WORK TO BE COMPLETED | The records that follow are to be transcribed in full, without their images.

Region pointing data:
........
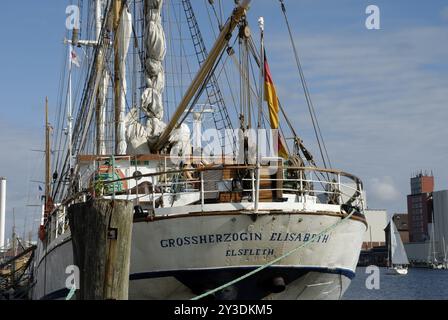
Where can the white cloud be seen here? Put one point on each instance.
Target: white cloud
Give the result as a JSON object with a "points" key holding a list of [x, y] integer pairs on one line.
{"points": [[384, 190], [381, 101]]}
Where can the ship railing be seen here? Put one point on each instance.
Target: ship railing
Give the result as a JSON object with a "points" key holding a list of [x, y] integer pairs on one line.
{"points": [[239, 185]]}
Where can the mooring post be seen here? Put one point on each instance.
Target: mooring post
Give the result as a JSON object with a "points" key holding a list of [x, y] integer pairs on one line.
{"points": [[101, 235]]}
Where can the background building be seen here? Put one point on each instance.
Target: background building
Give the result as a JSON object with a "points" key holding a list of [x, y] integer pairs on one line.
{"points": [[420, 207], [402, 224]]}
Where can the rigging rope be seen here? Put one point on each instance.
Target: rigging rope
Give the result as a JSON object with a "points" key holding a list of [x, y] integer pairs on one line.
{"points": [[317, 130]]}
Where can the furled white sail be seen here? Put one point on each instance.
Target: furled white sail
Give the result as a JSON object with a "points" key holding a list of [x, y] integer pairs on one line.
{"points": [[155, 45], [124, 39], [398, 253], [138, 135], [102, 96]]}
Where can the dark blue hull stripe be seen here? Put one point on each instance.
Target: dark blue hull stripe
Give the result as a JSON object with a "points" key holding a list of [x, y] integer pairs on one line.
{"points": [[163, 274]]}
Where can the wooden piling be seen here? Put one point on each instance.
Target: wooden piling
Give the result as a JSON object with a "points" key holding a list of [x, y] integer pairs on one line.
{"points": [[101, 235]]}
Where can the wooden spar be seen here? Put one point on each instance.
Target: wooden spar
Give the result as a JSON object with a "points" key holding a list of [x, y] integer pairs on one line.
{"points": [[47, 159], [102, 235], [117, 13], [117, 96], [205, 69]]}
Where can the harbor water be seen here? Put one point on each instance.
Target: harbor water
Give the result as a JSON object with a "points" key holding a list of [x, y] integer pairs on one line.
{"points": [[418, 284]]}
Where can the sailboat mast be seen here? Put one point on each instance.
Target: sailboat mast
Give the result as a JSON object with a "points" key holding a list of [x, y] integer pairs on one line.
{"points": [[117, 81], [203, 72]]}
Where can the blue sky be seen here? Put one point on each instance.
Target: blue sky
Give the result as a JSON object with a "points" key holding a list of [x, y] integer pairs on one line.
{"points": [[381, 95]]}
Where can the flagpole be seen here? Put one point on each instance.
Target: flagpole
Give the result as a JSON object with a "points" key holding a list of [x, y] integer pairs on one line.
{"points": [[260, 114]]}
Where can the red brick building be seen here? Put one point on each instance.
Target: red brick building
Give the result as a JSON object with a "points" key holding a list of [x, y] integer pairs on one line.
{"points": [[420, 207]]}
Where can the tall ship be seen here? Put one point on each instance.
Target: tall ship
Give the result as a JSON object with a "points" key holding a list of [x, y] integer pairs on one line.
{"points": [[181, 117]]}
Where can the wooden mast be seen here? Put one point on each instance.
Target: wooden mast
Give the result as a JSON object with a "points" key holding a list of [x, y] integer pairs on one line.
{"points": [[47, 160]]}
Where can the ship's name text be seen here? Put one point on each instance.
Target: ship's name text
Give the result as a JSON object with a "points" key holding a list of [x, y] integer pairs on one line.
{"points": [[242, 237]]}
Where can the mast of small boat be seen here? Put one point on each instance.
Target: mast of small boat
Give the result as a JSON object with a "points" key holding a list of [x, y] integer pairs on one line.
........
OUTPUT BELOW |
Where can the white cloud be seen here? Put one point on each instance.
Target: white cloud
Give the result as a JSON object with a "points" key holding a list of [x, y] integer pairs on one line.
{"points": [[384, 190], [381, 101]]}
Where can the ship railing be seen here? Put one point on each instance.
Target: ship railing
Give the result as a JSON object with a "points" key holding a list of [x, y] integer pairs on one line.
{"points": [[239, 185]]}
Where can the mooring post be seen here? Put one point on each instance.
Target: mooring post
Give the result as a JSON object with a "points" key holding a list of [x, y] integer pairs on one line.
{"points": [[101, 235]]}
Where can the background building be seen here? Put one point on each instance.
Target: background building
Give the result as a JSON object with a "points" key holding a list of [x, y] integer pairs on one line.
{"points": [[420, 207], [402, 224]]}
Where can the rigging rope be seen here? Put one point on each instance.
Target: rigging rope
Give the result as a JSON object with a "points" key holding a list of [x, y] integer pairs on one line.
{"points": [[317, 130]]}
Where can the furled white sail be seen here? Put one point on each instance.
Target: furled white sail
Give the result as a JSON object with a "points" key holding a list of [x, y] integer pairs on one line.
{"points": [[155, 45], [124, 39], [398, 253], [138, 135], [102, 96]]}
Where can the dark blue hull stripe be seen here? Put one point on each instance.
Target: dark blue hull stripe
Give the result as a JSON object with a "points" key holding a list of [x, y] integer pairs on one line.
{"points": [[163, 274]]}
Where can the wooden piling be seen here? Put one point on each instance.
Target: wooden piling
Give the result as a JSON object with a "points" key holding a list of [x, y] integer pairs on one line.
{"points": [[101, 235]]}
Where can the wooden spar be seen here? Put one point on each instance.
Target: wooden spar
Give the result as a JSON object with a "points" key holding a list of [x, y] integer pairs on one line.
{"points": [[47, 159], [102, 235], [117, 13], [117, 96], [205, 69]]}
Where can the harbor water be seen here? Put one point on each instance.
Target: harbor water
Give the result as a JSON object with a "points" key holding a list of [x, y] integer pairs on one line.
{"points": [[418, 284]]}
Where can the sailboat mast be seen here? Put one point on each instance.
Target: sailboat mast
Give the result as a JSON object with a "points" key holding a list of [x, y] integer pairs on one line.
{"points": [[117, 81], [203, 72]]}
Where can the blue sky be seen here? Put one point on each instance.
Target: blue sky
Give the result as a JSON object with a "points" key holding a list of [x, y] integer pairs on one line.
{"points": [[381, 95]]}
Where can the flagpole be seen here? Put one point on each instance.
Target: flagpole
Give the result as a JSON object with a "points" key holding a list of [x, y] integer pairs on one line.
{"points": [[260, 114]]}
Where can the red brick building be seen here? Put one point on each instance.
Target: red brick building
Give the result as a JSON object with a "points" key holding a list of [x, y] integer pairs on one line.
{"points": [[420, 207]]}
Where can the tall ship be seen here? Put one point on each instance.
Target: tall ship
Give the result as a JSON object with a "points" key holding a list of [x, y] integer pairs on one line.
{"points": [[181, 117]]}
Where can the wooden mast be seen here? Put one point on each instance.
Target: wooden mast
Give the result as a JSON object with a "points" key holding a list of [x, y] integer pairs on one line.
{"points": [[47, 160]]}
Where can the ship's name text be seen here? Put one point on each instance.
Target: ship's name text
Give the result as a JSON object with a "points" key holding a list of [x, y] integer pairs on one line.
{"points": [[242, 237]]}
Where can the mast of small boat be seen here? Put one point on each instance.
Target: mast of small boat
Give the result as a JSON object with a "points" key holding a list of [x, y] integer pairs on one line.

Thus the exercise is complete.